Data:
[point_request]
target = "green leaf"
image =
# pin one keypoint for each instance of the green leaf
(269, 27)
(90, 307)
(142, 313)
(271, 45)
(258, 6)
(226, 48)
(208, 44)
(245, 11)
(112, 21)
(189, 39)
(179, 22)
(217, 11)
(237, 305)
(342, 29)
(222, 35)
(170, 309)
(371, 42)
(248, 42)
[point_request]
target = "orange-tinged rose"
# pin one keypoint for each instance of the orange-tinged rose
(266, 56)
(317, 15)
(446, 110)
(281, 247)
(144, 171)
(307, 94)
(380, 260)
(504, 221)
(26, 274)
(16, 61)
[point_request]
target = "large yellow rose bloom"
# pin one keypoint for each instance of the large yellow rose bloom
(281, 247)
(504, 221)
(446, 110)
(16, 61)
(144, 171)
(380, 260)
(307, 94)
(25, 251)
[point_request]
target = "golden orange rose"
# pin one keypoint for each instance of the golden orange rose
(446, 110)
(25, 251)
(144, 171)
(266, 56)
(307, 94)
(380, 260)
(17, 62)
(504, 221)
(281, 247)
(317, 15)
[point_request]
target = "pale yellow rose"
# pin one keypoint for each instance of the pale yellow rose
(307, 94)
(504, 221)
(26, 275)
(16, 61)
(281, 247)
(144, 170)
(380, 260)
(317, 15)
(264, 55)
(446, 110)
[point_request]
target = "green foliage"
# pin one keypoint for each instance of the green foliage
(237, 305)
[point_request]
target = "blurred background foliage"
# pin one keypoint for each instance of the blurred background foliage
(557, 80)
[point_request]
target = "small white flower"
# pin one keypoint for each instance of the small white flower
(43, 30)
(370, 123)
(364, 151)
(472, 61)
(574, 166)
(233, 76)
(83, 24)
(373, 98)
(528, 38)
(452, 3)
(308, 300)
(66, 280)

Your objective: Restate the full data above, keeping each word intact.

Solved problem:
[point_request]
target = "green leaf"
image =
# pin one keypoint for each instance of the green leaf
(269, 27)
(90, 307)
(142, 313)
(271, 45)
(258, 6)
(226, 48)
(208, 44)
(245, 11)
(112, 21)
(189, 39)
(179, 22)
(217, 11)
(237, 305)
(342, 29)
(222, 35)
(170, 309)
(371, 42)
(248, 42)
[point_request]
target = "orange-tinged rose"
# pin one keypoint for each instance of the orange-tinged rose
(266, 56)
(317, 15)
(446, 110)
(281, 247)
(144, 171)
(307, 94)
(380, 260)
(504, 221)
(26, 274)
(16, 61)
[point_request]
target = "large yellow rose bloom"
# pin one keypoint for each instance of the large yellow rose bloom
(281, 247)
(504, 221)
(446, 110)
(16, 61)
(144, 171)
(380, 260)
(307, 94)
(25, 251)
[point_request]
target = "golden orange rose"
# pin one keypoint for each instance of the golden orange rose
(446, 110)
(25, 251)
(144, 171)
(266, 56)
(307, 94)
(380, 260)
(17, 62)
(504, 221)
(281, 247)
(317, 15)
[point_request]
target = "pale yellow rose"
# pin one keypoint for each instance of the pale yellow rose
(307, 94)
(504, 221)
(26, 275)
(16, 61)
(281, 247)
(144, 170)
(380, 260)
(317, 15)
(264, 55)
(446, 110)
[point_request]
target = "green foliage"
# pin one keypoint for each instance of the green foliage
(237, 305)
[point_request]
target = "blurred background foliage"
# pin one keypoint for each instance of the blurred background foliage
(557, 80)
[point_request]
target = "small white flower"
# pin one keypoint for each instance of the small white flower
(43, 30)
(370, 123)
(364, 151)
(472, 61)
(574, 166)
(233, 76)
(83, 24)
(373, 98)
(528, 38)
(452, 3)
(308, 300)
(66, 280)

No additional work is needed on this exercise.